Your instructions => Copy out the editorial on India's water crisis word for word, in full.

Article =>
------------
Parched and thirsty: A different form of liquidity crisis

Since India’s water crisis owes itself largely to policies, we must have the right priorities regarding its use

editorials Updated: Jun 28, 2016 21:04 IST

Hindustan Times
Villagers head towards a water hole atop a hill whose groundwater level has risen due to water harvesting, Rajsamand, Rajasthan.
Villagers head towards a water hole atop a hill whose groundwater level has risen due to water harvesting, Rajsamand, Rajasthan.(HT)

Water scarcity is a global phenomenon and India is no exception to this. The reasons for this are not far to seek. They range from agro-climatic to sheer human population pressure. And as writer P Sainath has said, the water crisis in India is ‘policy-driven’ and not so much related to the monsoon. Since water is just a partly renewable resource, there is a cost to its extraction and use. This cost is not shared uniformly by all sections of society, as has been pointed out by various studies. For example, water for human consumption is sometimes charged at a rate that’s substantially higher than what is paid for making, say, a bottle of cold drink or beer. And this is a cost that’s hidden because it is not something paid over the counter.

Read: Rains late, drought worsens in Marathwada

The country’s water crisis has been induced also by a skewed irrigation policy. India has 140 million hectares under cultivation, and, less than 50% of that, just 62 million hectares, is irrigated. Take, for example, Vidarbha, which falls in a rain-shadow area. Following the drought in the region in 1992, 15 irrigation projects were cleared. The Vidarbha Irrigation Development Corporation had once about 100 major, medium and minor irrigation projects in the pipeline. Most of them still remain on paper. And contrast this with Punjab, where paddy, a water-guzzler, is grown and irrigation for this has been made possible chiefly because of the political clout of the farming community. This is one aspect of the problem. Another is that water resources are being given by several states to bidding parties. In the early 2000s, Andhra Pradesh (then undivided) did away with its irrigation development corporation. This meant an increasing number of borewells, dug chiefly by rich farmers, and as a result, the groundwater level went down. And since irrigation is not picking up in the way desired, groundwater is the only fallback option for our farmers.
------------
Listing =>
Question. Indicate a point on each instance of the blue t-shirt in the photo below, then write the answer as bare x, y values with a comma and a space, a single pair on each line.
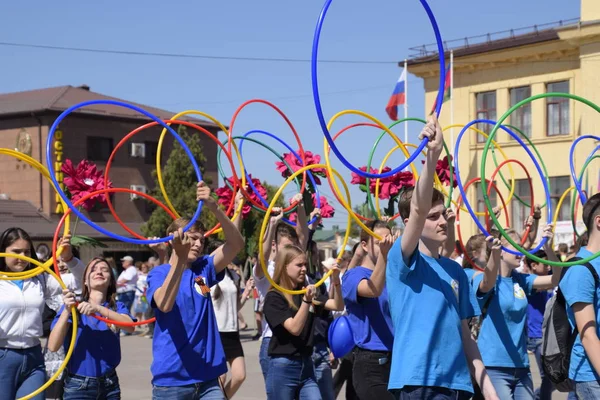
502, 339
429, 298
535, 312
369, 318
578, 286
97, 348
187, 347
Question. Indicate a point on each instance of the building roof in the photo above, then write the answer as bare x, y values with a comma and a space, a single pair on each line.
25, 215
484, 43
61, 98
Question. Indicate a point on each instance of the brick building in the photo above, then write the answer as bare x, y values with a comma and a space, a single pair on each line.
88, 133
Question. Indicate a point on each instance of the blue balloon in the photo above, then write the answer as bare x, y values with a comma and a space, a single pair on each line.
341, 339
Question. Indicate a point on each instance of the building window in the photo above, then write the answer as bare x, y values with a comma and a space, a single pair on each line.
151, 149
481, 203
99, 148
486, 109
519, 212
521, 118
557, 109
558, 185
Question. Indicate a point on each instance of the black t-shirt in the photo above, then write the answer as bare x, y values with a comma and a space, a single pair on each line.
277, 310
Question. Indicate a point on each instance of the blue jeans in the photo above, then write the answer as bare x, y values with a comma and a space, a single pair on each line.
587, 390
323, 371
263, 357
22, 371
209, 390
79, 387
292, 378
430, 393
512, 383
544, 392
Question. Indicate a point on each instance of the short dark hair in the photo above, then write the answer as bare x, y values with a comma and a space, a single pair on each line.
406, 198
591, 209
372, 225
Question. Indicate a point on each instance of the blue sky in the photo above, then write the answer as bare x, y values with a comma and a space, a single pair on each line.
380, 30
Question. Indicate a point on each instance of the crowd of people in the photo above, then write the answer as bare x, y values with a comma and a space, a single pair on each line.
429, 318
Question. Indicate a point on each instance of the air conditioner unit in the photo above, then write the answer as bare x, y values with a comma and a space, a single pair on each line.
137, 188
138, 150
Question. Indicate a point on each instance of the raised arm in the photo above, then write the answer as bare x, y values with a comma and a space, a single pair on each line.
234, 242
490, 275
373, 287
296, 324
301, 221
423, 192
450, 243
164, 297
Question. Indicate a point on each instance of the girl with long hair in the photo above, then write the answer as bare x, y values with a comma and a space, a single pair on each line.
91, 369
291, 372
22, 369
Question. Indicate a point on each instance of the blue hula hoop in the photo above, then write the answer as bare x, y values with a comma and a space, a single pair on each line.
317, 98
484, 185
576, 181
249, 181
79, 214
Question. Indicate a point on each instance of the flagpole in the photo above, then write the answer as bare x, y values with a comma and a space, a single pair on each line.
406, 101
452, 100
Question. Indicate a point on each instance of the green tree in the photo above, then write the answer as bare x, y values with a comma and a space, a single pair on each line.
180, 184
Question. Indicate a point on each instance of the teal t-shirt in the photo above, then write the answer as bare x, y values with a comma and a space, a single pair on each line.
578, 286
428, 298
503, 340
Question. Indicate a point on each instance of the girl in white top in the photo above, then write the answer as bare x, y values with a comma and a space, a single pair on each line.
21, 362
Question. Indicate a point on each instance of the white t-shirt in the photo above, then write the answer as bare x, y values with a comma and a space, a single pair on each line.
129, 277
226, 304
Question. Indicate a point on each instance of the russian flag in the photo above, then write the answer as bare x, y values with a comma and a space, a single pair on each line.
398, 97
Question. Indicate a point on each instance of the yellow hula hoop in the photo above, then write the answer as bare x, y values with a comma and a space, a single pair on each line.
159, 177
436, 179
558, 205
263, 228
73, 317
334, 185
509, 165
44, 171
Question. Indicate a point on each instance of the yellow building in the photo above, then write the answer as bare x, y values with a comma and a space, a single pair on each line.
491, 76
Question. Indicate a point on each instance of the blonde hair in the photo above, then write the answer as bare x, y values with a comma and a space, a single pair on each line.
284, 257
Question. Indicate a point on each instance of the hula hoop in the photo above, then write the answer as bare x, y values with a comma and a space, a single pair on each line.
63, 365
169, 212
84, 198
309, 174
79, 213
266, 221
484, 185
484, 157
458, 230
222, 173
317, 99
163, 133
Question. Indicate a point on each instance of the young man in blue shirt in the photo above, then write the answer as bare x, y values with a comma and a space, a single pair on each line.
583, 297
430, 298
188, 357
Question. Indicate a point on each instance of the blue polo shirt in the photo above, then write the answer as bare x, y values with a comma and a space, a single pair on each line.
370, 318
578, 286
187, 347
502, 340
97, 348
429, 298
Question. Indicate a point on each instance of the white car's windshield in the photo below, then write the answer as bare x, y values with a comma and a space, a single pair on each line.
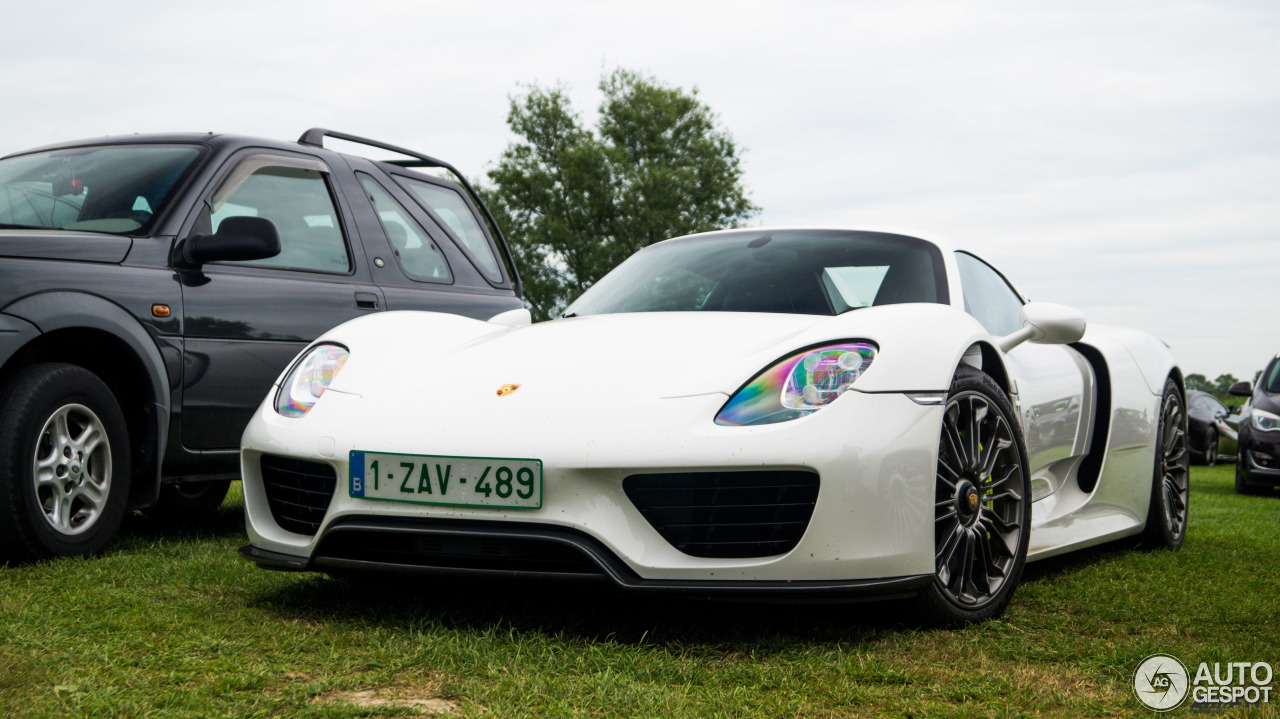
109, 188
789, 271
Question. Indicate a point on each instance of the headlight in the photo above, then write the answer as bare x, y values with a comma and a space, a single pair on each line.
309, 379
1265, 421
799, 385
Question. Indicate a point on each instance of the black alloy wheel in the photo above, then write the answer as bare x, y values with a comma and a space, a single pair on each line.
982, 504
1170, 488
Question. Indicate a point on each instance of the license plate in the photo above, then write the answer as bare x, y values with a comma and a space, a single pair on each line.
460, 481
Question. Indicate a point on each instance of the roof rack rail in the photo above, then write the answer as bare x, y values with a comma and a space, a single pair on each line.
315, 137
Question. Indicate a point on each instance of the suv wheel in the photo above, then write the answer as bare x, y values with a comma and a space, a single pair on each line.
64, 463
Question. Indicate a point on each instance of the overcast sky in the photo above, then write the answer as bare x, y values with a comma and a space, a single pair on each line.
1120, 156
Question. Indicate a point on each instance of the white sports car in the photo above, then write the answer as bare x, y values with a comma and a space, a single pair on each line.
763, 413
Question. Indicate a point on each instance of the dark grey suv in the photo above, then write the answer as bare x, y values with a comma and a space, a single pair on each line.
154, 287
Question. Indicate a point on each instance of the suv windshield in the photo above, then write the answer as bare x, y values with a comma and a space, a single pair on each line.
789, 271
115, 189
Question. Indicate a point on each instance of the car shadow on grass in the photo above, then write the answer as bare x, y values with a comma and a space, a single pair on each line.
588, 610
228, 521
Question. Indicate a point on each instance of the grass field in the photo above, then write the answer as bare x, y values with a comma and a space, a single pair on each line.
172, 623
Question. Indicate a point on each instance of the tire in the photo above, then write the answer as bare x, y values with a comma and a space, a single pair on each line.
------------
Exercise result =>
Parched and thirsty: A different form of liquidity crisis

Since India’s water crisis owes itself largely to policies, we must have the right priorities regarding its use

editorials Updated: Jun 28, 2016 21:04 IST

Hindustan Times
Villagers head towards a water hole atop a hill whose groundwater level has risen due to water harvesting, Rajsamand, Rajasthan.
Villagers head towards a water hole atop a hill whose groundwater level has risen due to water harvesting, Rajsamand, Rajasthan.(HT)

Water scarcity is a global phenomenon and India is no exception to this. The reasons for this are not far to seek. They range from agro-climatic to sheer human population pressure. And as writer P Sainath has said, the water crisis in India is ‘policy-driven’ and not so much related to the monsoon. Since water is just a partly renewable resource, there is a cost to its extraction and use. This cost is not shared uniformly by all sections of society, as has been pointed out by various studies. For example, water for human consumption is sometimes charged at a rate that’s substantially higher than what is paid for making, say, a bottle of cold drink or beer. And this is a cost that’s hidden because it is not something paid over the counter.

Read: Rains late, drought worsens in Marathwada

The country’s water crisis has been induced also by a skewed irrigation policy. India has 140 million hectares under cultivation, and, less than 50% of that, just 62 million hectares, is irrigated. Take, for example, Vidarbha, which falls in a rain-shadow area. Following the drought in the region in 1992, 15 irrigation projects were cleared. The Vidarbha Irrigation Development Corporation had once about 100 major, medium and minor irrigation projects in the pipeline. Most of them still remain on paper. And contrast this with Punjab, where paddy, a water-guzzler, is grown and irrigation for this has been made possible chiefly because of the political clout of the farming community. This is one aspect of the problem. Another is that water resources are being given by several states to bidding parties. In the early 2000s, Andhra Pradesh (then undivided) did away with its irrigation development corporation. This meant an increasing number of borewells, dug chiefly by rich farmers, and as a result, the groundwater level went down. And since irrigation is not picking up in the way desired, groundwater is the only fallback option for our farmers.